The strongest influence of social norms on behavior is observed when both expectations coincide. When empirical and normative expectations are non-congruent, on the other hand, people tend to follow the empirical expectation, particularly when the observed behavior is in line with self-regarding preferences [41, 43]. Some studies suggest that observing others’ behavior may also update one’s normative expectations [44, 51]. However, this link is less established.

Participants in the aforementioned studies were adults, often university students. Little is known about the validity of the studies’ findings for other socio-demographic groups. In our study, we analyze whether and how 628 adolescents between 11 and 17 years of age change their empirical expectations, normative expectations, and, lastly, climate-friendly behavior in response to information they received about the behavior of relevant others. As a reference group, we chose peers with a high degree of socio-economic similarity (i.e., same age, same school type, and from the same city). Depending on the randomized treatment manipulation, participants received information that those relevant others donated either low or high amounts of their compensation for participation in the study to a CO2 offsetting scheme.

In the next sections, we describe our experimental design, hypotheses, and sample characteristics, followed by the experimental results section, before concluding with a discussion and avenues for future research.

Experiment and hypotheses

The study was conducted in January 2020 at two high schools in Osnabrück, Germany with students from Grades 8, 9, and 10, who are typically between 13 and 16 years of age. Our approach of bringing the lab into schools has been successfully employed to probe the validity of findings from adult samples with regard to, for example, the rationality, risk, time, and social preferences of children and adolescents [5254] and to learn about their development (for an overview, see [55]).

Approval for the study was obtained from the school principals and the state school authority. During school hours, students were invited to participate in a survey study on their attitudes toward climate protection. Participation in the survey was of course voluntary and the participation rate was 87%. As we have no information about the socio-economic characteristics of the non-participants, we cannot formally test whether a self-selection bias is present in our sample. Yet, given the relatively high participation rate, we consider potential self-selection effects to be limited. Students who did not want or who were not allowed by their parents to participate were supervised by their teachers in the meantime.

- **Dataset excerpt**
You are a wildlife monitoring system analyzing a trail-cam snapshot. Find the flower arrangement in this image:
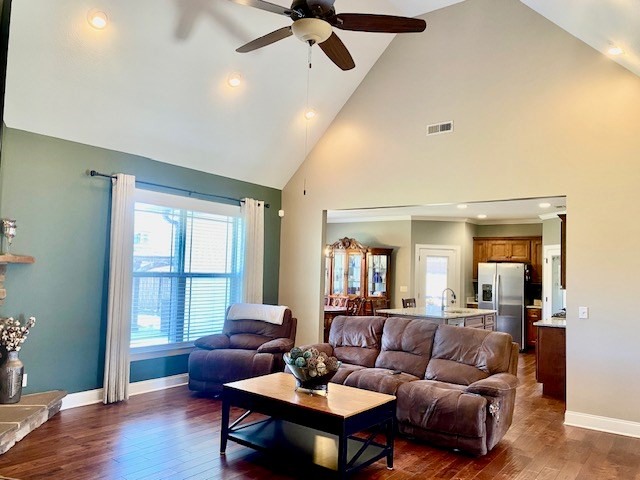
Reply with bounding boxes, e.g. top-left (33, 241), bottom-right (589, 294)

- **Instruction**
What participation rate does the study excerpt report for the survey? The data has no connection to the study excerpt.

- **Response**
87%